Selected excerpt ▸

I came across this passage on Wikipedia and it startled me: "In South Korea, it is a capital offense for anyone not related to military to own or distribute firearms" Is this true?
Clinging to my guns and religion
No, it is not true. (As the Korean said repeatedly, please don't trust Wikipedia when it comes to discussions about finer points of Korean life.) But owning or distributing firearms in Korea is definitely against the law. Consequently, there is virtually no guns available to civilians, except for hunting rifles. (We will get to that in a bit.)
This question jumped the line in light of the terrorist shooting in Arizona. The Korean wants to make a clear point here: it is eminently possible to eradicate guns from a society -- even in a society where nearly every single adult men are familiar with guns (during their military service.) And eliminating guns from a society is easier than eliminating crazy people.
Here is how gun regulations work in Korea. Guns are regulated along with all weaponry, which are in three categories: guns, knives and explosives. Guns include all firearms and air- and gas-powered rifles. Knives with blades longer than 15 cm (about six inches!) are also regulated. Separately, pepper sprays, tasers and crossbows are also regulated. Importantly, even the mock weapon that have no capacity of hurting anyone is regulated the same way. (Sometimes, this provision actually prompts complaints from Korean movie directors about the red tapes through which they must wade in order to film war movies.)

(Dataset excerpts)
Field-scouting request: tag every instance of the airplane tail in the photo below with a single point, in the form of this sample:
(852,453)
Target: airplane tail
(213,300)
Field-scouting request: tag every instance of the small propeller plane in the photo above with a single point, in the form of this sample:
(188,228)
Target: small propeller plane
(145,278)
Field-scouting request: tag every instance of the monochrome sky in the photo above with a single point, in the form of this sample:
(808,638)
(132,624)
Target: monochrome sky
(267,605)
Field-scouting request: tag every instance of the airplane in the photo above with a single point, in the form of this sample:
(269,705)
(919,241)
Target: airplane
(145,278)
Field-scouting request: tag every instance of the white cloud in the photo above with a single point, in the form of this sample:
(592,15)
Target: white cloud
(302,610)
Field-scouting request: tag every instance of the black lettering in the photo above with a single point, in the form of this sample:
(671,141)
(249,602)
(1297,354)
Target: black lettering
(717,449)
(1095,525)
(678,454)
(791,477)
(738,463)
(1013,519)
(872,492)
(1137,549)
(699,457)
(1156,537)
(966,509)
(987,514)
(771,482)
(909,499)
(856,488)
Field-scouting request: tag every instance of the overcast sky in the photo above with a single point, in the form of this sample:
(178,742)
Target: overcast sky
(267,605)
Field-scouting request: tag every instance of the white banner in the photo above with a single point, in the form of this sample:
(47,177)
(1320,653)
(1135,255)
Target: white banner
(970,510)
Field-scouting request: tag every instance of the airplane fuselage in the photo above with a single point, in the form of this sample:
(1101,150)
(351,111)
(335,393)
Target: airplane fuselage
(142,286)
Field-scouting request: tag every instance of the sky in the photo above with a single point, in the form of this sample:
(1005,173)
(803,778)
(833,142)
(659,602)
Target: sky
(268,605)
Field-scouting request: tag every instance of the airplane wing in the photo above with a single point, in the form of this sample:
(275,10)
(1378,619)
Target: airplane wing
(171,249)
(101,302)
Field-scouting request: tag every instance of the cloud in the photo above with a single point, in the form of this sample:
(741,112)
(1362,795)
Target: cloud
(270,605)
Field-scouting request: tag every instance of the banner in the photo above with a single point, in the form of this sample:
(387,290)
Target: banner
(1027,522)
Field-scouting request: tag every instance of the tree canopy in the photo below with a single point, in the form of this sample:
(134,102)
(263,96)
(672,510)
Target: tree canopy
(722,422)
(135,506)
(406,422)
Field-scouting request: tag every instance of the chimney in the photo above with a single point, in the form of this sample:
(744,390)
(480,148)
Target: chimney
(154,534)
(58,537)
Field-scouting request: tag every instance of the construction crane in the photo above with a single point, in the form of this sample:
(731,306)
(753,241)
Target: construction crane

Description of the task ▸
Transcribe the portion of the piece on South Korean gun laws starting at "Clinging to my" and ending at "that in a bit.)".

Answer to this task ▸
Clinging to my guns and religion
No, it is not true. (As the Korean said repeatedly, please don't trust Wikipedia when it comes to discussions about finer points of Korean life.) But owning or distributing firearms in Korea is definitely against the law. Consequently, there is virtually no guns available to civilians, except for hunting rifles. (We will get to that in a bit.)